**SUPPLIED DATA**:
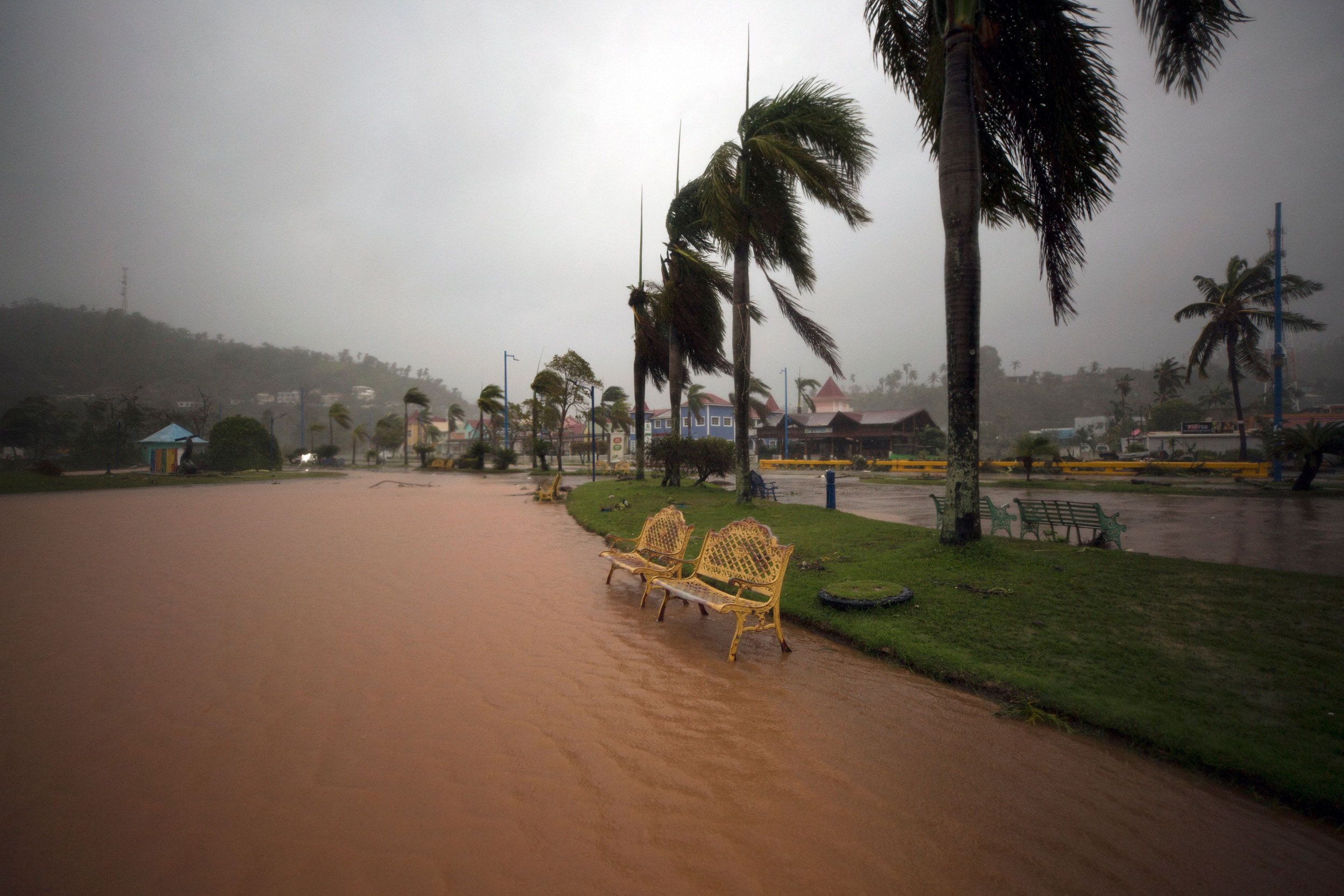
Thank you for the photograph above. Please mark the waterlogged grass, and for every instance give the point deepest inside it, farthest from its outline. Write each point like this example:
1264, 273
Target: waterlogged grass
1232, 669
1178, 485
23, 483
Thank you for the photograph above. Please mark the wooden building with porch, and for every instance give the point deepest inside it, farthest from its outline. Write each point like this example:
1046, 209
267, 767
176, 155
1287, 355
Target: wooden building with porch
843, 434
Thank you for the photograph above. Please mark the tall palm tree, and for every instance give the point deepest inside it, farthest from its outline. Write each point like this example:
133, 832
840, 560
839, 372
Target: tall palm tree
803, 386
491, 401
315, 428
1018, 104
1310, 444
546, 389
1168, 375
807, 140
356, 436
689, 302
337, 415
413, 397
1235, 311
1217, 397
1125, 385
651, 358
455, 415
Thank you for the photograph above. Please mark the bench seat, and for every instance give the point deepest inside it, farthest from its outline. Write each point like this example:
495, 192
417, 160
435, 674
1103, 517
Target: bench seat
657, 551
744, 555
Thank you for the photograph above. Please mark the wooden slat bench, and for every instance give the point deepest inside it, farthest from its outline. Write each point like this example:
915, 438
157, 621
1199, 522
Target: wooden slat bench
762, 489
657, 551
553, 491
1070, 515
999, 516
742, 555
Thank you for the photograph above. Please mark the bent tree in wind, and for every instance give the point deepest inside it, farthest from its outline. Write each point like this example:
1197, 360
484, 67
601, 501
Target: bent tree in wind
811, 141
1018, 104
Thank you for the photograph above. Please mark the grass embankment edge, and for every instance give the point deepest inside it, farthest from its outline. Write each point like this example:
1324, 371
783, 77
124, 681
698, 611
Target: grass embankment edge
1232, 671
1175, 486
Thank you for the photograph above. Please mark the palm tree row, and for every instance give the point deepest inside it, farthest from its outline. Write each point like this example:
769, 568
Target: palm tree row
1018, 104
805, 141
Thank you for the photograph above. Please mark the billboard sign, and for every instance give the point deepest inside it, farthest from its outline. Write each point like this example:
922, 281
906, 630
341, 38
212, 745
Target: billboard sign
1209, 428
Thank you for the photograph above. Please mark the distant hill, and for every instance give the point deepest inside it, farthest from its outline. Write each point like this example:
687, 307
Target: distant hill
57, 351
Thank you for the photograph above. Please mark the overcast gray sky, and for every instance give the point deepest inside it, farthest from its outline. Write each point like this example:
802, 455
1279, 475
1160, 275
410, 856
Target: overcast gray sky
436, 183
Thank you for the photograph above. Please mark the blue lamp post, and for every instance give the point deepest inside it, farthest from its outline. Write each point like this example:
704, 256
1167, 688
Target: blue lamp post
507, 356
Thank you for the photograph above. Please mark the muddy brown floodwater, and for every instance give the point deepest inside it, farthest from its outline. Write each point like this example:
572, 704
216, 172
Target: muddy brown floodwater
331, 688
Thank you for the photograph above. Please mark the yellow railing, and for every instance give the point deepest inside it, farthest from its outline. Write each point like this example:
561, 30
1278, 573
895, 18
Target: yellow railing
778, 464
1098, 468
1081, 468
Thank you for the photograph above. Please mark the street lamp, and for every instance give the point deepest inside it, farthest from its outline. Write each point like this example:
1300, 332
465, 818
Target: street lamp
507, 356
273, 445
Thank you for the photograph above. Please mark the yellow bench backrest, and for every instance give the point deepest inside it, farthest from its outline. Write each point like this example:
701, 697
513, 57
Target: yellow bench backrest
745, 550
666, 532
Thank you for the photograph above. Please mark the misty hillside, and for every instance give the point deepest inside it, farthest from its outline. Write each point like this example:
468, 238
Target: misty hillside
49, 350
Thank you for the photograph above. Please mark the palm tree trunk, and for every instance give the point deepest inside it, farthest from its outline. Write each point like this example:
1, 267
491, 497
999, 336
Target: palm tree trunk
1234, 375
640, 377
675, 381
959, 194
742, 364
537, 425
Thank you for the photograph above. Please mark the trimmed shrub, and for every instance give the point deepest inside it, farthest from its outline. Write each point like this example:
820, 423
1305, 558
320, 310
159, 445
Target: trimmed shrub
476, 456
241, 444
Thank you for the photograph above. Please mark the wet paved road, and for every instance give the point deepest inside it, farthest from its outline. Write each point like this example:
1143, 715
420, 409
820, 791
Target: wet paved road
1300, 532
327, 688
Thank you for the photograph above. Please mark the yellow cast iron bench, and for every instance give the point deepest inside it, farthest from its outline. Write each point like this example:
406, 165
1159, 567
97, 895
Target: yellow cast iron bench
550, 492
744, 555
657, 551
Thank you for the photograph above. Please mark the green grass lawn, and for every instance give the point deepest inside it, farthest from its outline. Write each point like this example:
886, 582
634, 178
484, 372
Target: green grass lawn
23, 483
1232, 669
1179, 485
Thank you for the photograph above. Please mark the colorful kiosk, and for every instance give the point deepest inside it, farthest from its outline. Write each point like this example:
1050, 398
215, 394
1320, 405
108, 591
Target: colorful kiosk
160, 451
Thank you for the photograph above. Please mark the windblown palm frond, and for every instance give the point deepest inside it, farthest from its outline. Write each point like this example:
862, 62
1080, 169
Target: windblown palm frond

**TRY IT**:
What is needed is the number of lines in the data that hold the word "frond", with nothing added.

**WRITTEN REPLY**:
2